[START OF Supplied data]
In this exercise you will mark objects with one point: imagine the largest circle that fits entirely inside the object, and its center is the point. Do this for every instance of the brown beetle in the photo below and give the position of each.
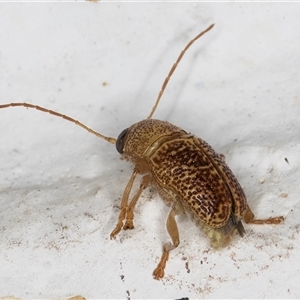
(188, 174)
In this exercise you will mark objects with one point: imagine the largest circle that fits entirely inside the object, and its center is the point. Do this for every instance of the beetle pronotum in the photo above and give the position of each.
(188, 174)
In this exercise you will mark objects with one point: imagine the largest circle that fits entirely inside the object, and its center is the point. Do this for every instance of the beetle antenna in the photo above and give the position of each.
(174, 68)
(40, 108)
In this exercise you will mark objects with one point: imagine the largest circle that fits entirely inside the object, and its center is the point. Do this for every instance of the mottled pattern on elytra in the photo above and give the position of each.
(197, 174)
(184, 165)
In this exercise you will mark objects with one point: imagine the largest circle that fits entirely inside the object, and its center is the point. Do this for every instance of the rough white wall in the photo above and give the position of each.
(103, 64)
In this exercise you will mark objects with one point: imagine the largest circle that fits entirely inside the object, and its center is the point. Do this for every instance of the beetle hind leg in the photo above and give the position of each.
(249, 218)
(174, 234)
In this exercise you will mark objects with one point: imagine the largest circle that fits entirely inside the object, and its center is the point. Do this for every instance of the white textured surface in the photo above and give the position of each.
(237, 88)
[END OF Supplied data]
[Task to carry out]:
Turn the data from the line containing "of the mottled" through the end of the data, both included, into a numbered list, skipping any blank lines.

[Final result]:
1. In this exercise you will mark objects with one point: imagine the largest circle that fits entirely inside the object, and its center is the point. Do this for every instance of the mottled pattern on elytra in the photo above and give the position of each.
2. (197, 174)
3. (184, 165)
4. In this exercise you will mark objects with one point: imagine the largest circle that fits entirely inside the object, and its center is the point. Do this for every instance of the rough white wall in the photo above and give the position of each.
5. (103, 64)
6. In this exercise you will mark objects with one point: imagine the largest circle that fits entirely inside the object, and its center is the point. Do this for every instance of the beetle hind leg in the photo above and give the position of each.
7. (249, 218)
8. (174, 234)
9. In this exercise you will mark objects with one point: imagine the largest circle that fits entirely inside the object, and its center is the point. Do this for every instance of the white textured surface in the photo above and give the position of each.
10. (237, 88)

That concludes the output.